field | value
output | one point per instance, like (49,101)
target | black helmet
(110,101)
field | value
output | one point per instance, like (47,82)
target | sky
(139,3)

++++

Description of the task: Write out every one of the entries above line by line, with no changes.

Response:
field | value
output | one point per instance, like (49,101)
target | black helmet
(110,101)
field | value
output | one point per instance, like (47,82)
target | sky
(139,3)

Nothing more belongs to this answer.